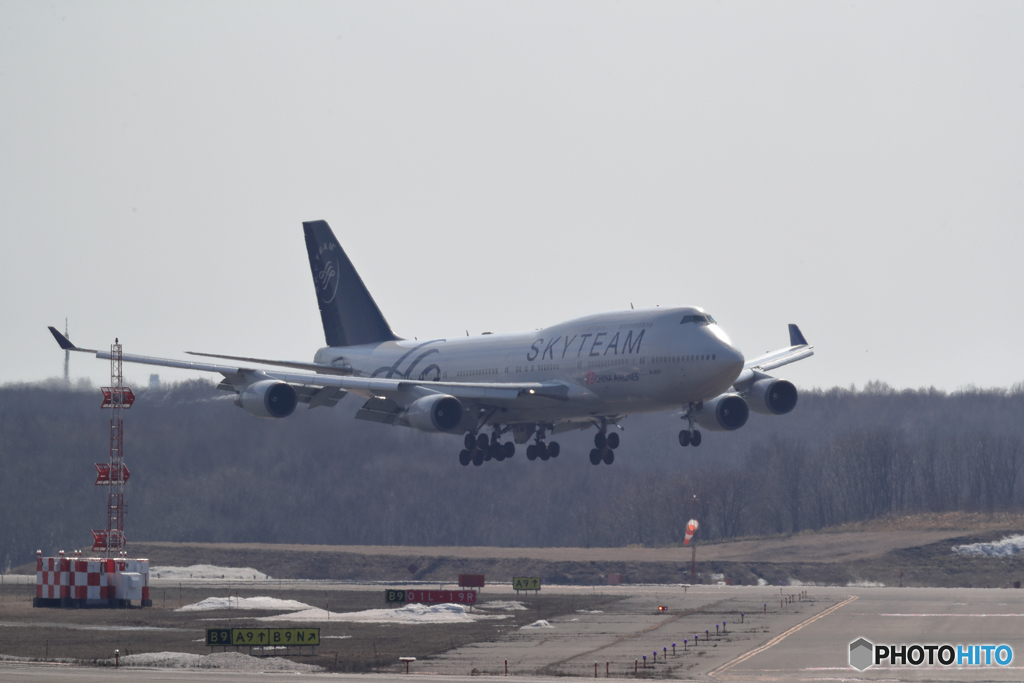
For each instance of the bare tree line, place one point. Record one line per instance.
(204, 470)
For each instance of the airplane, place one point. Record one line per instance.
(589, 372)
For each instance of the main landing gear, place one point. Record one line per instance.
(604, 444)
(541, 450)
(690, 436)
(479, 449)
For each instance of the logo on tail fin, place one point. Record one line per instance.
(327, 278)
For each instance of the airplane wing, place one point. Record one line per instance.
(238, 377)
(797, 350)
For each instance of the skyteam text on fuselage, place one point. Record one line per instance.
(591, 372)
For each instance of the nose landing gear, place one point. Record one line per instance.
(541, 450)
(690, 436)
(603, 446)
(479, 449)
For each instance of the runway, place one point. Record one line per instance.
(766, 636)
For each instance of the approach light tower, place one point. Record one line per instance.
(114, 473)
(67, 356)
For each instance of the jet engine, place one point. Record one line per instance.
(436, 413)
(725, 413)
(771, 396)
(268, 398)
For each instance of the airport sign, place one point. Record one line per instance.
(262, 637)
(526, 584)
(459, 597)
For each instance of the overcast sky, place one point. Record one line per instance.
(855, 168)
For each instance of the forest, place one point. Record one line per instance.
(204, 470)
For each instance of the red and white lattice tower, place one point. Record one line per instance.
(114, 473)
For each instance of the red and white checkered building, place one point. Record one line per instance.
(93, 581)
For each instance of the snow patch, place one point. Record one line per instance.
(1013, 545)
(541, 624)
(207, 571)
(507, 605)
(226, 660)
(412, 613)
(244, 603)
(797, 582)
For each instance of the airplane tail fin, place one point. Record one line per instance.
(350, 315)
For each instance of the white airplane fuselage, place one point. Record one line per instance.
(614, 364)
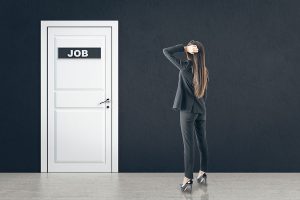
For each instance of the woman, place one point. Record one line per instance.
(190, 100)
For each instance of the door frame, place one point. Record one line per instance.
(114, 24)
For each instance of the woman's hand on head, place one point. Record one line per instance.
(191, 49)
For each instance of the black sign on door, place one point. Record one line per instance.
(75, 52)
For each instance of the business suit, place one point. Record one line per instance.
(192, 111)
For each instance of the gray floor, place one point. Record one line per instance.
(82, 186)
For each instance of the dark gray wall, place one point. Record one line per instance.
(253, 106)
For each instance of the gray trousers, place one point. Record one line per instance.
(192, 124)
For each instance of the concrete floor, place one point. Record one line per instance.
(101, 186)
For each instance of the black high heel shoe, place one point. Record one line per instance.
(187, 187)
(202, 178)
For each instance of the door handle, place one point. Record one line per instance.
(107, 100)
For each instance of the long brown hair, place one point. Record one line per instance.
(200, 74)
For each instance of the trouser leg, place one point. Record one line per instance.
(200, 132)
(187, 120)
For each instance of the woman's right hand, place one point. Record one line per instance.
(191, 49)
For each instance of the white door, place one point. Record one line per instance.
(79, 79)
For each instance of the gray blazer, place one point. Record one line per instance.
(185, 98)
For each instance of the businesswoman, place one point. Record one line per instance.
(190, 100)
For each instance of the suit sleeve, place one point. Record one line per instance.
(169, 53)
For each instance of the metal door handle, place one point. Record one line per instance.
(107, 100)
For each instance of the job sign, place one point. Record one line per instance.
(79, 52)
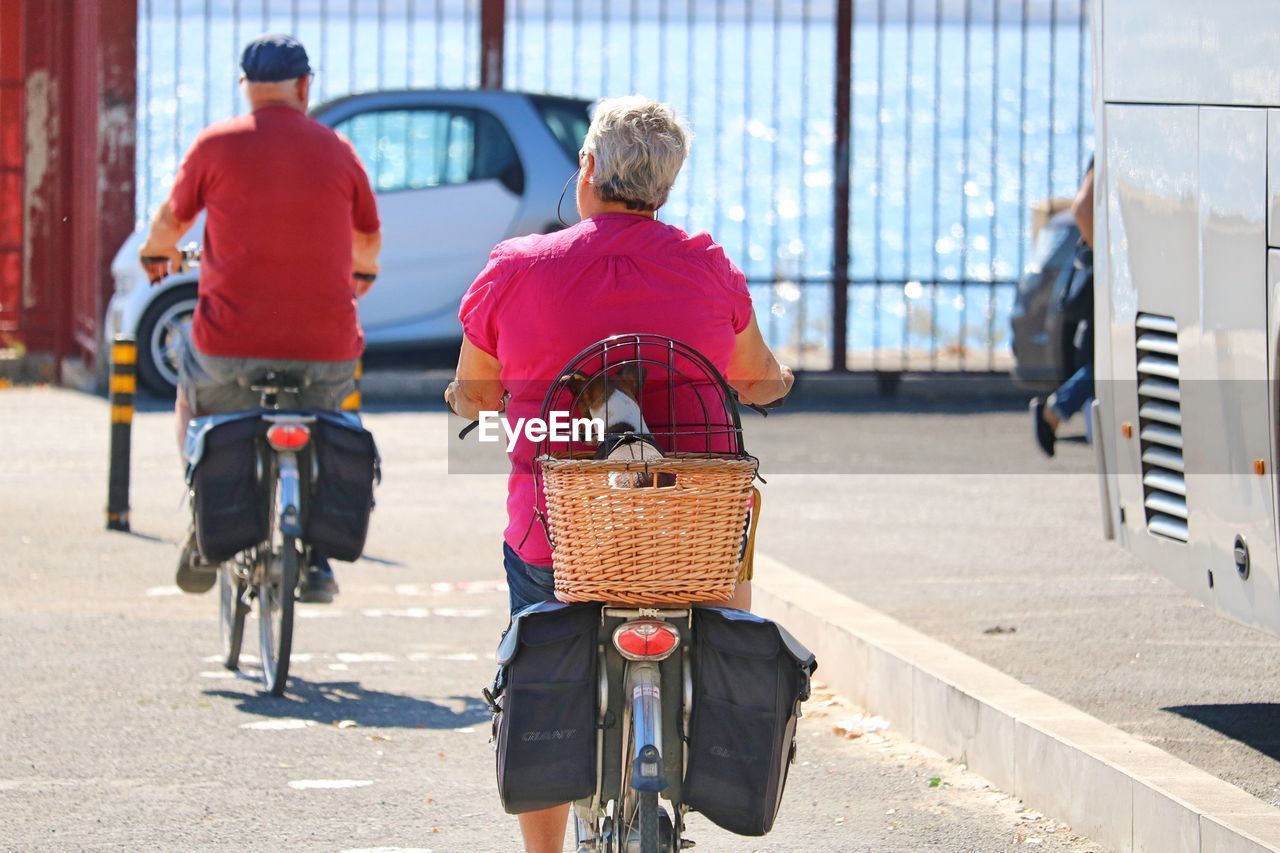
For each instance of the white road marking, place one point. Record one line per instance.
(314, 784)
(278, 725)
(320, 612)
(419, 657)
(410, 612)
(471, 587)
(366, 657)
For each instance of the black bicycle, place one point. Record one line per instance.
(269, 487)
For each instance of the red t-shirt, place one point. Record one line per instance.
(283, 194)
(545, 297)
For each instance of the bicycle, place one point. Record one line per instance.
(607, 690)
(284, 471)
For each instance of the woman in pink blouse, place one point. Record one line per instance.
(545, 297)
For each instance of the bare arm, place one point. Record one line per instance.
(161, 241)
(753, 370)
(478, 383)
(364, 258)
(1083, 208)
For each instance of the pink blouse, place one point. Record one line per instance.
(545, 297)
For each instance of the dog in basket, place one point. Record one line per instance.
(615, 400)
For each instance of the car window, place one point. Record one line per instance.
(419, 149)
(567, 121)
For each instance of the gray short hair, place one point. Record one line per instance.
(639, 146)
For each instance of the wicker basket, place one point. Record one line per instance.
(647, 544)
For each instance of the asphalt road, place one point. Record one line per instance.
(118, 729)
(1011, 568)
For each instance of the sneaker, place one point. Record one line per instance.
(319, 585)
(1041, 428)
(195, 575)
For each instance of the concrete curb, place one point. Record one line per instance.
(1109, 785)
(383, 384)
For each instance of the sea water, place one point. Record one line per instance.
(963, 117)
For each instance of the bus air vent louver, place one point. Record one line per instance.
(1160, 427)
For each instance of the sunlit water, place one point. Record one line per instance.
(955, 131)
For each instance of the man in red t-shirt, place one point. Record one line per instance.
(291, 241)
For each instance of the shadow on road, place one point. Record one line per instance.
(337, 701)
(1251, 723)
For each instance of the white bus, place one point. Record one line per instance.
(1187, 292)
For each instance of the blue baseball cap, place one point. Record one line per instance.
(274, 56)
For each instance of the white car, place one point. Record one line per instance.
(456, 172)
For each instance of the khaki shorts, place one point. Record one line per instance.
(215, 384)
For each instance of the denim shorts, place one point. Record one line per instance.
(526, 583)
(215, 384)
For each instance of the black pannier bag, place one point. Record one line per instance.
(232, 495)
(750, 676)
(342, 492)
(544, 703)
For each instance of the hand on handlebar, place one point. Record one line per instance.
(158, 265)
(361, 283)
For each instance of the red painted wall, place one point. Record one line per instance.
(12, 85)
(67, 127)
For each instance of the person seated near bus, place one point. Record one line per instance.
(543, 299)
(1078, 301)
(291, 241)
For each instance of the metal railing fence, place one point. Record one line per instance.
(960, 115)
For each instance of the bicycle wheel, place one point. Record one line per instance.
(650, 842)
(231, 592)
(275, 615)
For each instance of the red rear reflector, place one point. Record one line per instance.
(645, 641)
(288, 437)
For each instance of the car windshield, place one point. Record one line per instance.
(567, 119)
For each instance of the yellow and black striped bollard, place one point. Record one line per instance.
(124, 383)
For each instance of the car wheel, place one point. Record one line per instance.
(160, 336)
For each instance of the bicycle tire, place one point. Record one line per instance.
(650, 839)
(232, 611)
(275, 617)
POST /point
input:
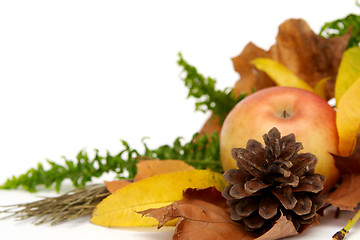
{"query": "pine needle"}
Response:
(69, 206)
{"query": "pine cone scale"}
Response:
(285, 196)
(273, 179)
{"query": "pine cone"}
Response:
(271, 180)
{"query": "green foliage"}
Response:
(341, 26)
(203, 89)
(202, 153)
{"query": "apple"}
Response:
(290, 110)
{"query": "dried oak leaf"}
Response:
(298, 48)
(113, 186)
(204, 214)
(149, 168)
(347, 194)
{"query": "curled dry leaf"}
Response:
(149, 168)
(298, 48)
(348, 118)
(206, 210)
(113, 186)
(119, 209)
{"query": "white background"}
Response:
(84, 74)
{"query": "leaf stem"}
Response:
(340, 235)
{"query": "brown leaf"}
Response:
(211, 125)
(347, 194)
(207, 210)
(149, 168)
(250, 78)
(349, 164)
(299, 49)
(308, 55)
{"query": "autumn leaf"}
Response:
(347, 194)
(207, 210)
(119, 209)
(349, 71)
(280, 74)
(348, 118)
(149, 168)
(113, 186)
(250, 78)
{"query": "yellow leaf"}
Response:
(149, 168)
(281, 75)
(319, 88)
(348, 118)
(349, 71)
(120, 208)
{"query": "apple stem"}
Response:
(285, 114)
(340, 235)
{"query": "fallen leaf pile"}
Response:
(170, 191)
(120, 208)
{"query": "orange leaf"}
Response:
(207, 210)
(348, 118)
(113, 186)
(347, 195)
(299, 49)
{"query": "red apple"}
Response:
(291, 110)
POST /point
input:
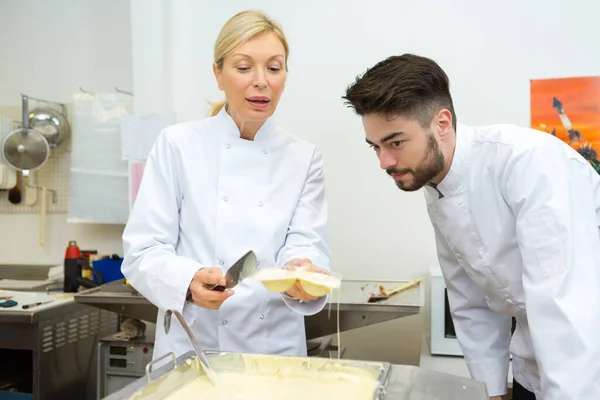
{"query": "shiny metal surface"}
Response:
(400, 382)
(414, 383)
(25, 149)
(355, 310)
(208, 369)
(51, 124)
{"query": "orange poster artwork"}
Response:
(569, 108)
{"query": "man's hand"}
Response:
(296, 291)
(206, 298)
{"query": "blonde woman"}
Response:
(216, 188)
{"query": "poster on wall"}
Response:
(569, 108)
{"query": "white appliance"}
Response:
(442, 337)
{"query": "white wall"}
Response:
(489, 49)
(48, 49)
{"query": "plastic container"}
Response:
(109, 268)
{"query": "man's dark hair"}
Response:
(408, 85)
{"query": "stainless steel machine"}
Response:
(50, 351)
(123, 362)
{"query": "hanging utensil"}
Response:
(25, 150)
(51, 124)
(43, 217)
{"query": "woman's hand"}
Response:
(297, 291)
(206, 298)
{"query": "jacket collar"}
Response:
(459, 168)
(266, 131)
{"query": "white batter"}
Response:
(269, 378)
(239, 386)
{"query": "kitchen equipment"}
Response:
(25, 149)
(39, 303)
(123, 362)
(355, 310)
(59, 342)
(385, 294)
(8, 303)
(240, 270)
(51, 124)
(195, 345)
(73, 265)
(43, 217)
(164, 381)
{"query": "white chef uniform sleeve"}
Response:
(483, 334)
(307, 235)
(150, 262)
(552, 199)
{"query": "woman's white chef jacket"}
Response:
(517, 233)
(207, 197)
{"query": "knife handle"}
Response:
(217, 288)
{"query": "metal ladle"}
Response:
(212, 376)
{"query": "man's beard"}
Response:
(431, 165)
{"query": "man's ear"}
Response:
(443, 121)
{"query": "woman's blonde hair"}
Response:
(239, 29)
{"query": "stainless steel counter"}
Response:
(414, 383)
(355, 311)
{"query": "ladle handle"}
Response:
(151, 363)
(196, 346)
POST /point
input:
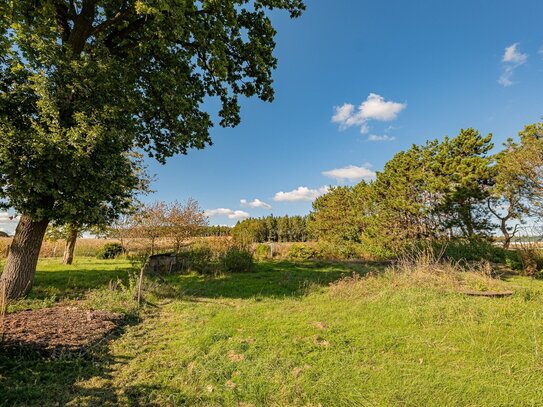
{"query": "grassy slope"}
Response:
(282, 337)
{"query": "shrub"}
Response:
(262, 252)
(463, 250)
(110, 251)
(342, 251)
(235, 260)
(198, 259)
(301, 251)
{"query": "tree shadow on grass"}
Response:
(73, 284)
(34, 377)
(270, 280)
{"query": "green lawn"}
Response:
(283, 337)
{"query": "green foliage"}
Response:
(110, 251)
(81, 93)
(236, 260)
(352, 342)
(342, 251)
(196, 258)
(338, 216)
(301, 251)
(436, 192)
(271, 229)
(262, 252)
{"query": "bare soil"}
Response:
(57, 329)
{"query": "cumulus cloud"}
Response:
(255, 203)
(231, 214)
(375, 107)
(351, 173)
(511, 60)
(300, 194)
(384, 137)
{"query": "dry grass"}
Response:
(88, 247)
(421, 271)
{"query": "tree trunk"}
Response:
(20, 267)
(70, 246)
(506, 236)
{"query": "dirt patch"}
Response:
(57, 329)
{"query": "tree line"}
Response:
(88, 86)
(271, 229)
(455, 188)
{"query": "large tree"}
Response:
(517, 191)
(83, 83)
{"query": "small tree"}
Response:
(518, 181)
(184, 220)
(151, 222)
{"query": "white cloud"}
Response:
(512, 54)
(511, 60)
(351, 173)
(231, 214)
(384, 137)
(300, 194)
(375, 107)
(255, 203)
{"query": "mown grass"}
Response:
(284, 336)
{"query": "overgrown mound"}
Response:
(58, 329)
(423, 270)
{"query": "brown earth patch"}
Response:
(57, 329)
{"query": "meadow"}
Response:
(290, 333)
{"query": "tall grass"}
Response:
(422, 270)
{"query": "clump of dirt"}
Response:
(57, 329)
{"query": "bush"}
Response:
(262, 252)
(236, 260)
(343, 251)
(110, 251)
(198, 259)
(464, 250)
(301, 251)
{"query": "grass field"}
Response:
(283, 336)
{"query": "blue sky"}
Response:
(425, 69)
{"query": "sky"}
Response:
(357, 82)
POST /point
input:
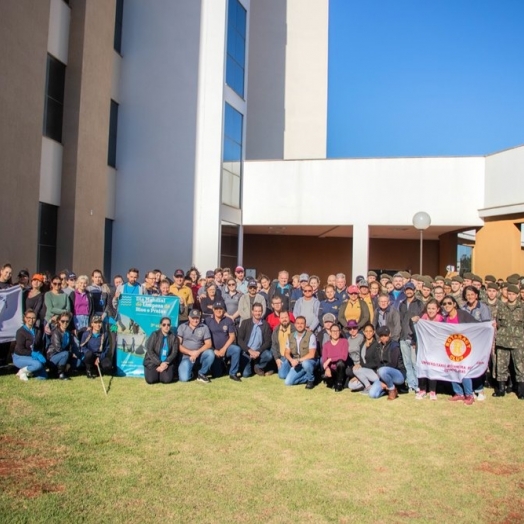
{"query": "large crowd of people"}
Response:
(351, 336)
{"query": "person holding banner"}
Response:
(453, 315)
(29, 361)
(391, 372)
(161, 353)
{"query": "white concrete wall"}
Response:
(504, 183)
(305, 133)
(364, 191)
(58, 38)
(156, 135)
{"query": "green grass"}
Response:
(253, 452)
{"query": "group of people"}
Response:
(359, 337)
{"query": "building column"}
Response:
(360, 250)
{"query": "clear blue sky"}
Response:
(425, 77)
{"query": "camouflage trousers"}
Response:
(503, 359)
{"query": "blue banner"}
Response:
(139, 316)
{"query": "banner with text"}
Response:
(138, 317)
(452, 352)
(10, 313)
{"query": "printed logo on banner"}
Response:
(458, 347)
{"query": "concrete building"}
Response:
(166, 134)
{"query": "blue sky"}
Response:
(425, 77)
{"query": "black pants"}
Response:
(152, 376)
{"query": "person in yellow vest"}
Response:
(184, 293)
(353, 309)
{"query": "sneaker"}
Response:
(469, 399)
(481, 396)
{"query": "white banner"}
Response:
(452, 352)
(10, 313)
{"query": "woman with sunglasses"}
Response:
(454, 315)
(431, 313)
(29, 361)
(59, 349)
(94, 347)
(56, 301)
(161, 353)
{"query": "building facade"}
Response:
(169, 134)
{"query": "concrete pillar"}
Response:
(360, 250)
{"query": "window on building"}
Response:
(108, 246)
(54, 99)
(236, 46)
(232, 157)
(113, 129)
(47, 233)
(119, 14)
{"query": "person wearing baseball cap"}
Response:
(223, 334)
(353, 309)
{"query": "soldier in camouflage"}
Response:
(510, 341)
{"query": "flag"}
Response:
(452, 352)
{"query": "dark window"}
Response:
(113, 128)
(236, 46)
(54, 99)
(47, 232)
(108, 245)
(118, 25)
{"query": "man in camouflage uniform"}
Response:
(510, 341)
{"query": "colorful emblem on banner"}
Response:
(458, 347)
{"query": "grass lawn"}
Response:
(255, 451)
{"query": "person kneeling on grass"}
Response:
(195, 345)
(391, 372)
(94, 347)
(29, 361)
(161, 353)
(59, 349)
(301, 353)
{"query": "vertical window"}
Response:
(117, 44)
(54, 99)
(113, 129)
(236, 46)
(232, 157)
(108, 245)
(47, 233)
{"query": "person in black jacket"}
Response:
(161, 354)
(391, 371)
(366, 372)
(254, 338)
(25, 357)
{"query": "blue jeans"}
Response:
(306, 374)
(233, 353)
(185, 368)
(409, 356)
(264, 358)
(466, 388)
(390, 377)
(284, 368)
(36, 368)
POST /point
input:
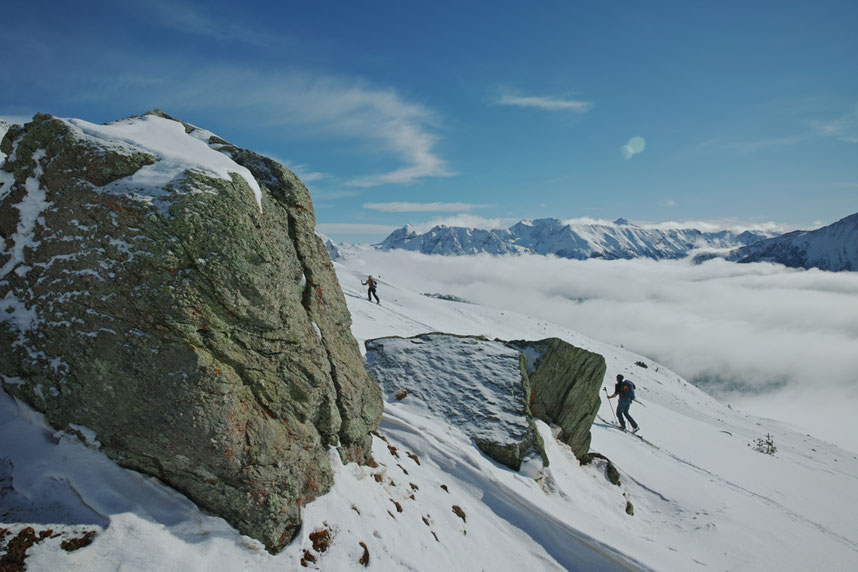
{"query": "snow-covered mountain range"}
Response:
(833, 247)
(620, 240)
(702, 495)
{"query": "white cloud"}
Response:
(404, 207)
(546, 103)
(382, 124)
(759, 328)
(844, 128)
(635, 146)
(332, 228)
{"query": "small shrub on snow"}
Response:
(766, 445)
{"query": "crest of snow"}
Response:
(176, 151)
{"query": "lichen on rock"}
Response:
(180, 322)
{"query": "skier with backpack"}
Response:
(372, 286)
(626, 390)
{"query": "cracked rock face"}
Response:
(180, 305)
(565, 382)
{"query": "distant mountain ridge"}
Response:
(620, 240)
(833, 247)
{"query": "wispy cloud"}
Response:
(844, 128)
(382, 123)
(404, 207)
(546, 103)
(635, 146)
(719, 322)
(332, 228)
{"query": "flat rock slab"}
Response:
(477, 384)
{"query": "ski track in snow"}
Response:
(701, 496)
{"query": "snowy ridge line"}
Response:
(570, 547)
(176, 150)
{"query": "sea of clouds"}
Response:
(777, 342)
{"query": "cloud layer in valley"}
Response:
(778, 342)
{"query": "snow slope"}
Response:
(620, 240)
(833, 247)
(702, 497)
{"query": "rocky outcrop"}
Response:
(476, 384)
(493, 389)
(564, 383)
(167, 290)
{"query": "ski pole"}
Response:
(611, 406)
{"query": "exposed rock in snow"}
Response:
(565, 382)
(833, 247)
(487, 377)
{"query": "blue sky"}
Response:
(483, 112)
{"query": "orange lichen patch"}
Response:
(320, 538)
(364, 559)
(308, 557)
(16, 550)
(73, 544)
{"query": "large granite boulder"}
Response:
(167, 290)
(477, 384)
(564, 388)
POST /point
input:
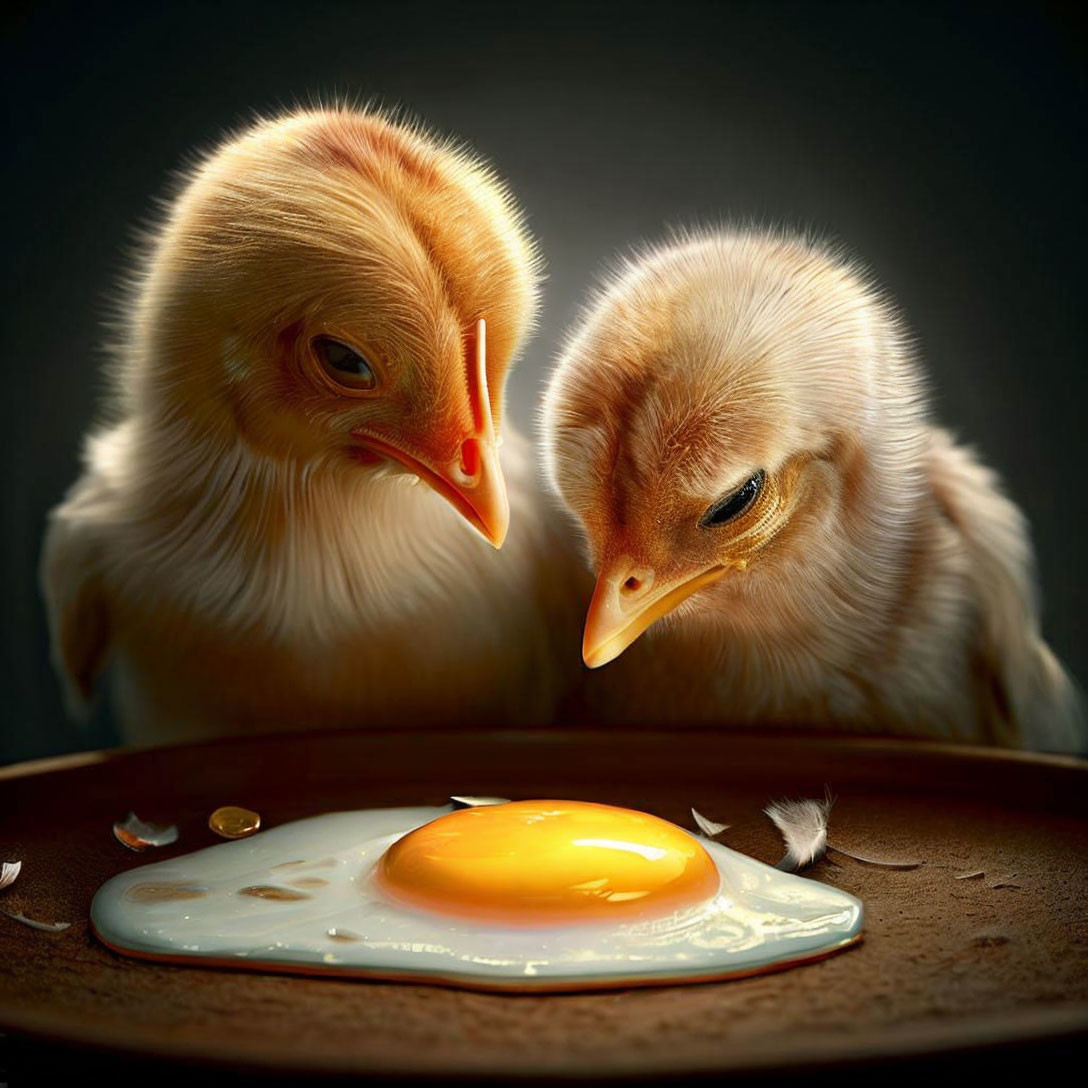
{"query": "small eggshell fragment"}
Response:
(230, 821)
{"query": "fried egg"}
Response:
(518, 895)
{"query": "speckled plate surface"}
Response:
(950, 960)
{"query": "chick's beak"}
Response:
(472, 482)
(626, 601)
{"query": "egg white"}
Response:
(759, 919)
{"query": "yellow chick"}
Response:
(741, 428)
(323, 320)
——
• WHAT THIS TASK INVOLVES: A count is all that should be returned: the number of lines in these records containing the string "large".

• FINISHED EXERCISE: 3